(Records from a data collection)
__________________________________________________

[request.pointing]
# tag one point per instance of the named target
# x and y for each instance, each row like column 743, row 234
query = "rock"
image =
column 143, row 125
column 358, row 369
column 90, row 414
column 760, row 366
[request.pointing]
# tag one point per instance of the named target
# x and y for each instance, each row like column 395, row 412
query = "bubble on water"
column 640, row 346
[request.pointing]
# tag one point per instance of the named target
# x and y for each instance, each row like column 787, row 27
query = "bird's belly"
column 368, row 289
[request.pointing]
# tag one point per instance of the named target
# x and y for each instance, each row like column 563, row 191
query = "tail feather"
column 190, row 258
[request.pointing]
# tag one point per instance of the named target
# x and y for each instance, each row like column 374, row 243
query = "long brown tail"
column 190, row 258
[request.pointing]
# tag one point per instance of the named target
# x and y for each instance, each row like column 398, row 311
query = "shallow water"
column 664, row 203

__________________________________________________

▶ **WHAT THE TASK REQUIRES**
Wherever a line in the data above holds "each", copy that line.

▶ **ANSWER FOR THE TASK**
# x and y for each instance, each row like column 743, row 234
# x and y for each instance, each row like column 395, row 412
# x and y for each instance, each row like column 787, row 27
# x and y for each instance, each row like column 563, row 191
# x and y for each instance, each row like column 374, row 243
# x and y for each instance, each row like column 398, row 311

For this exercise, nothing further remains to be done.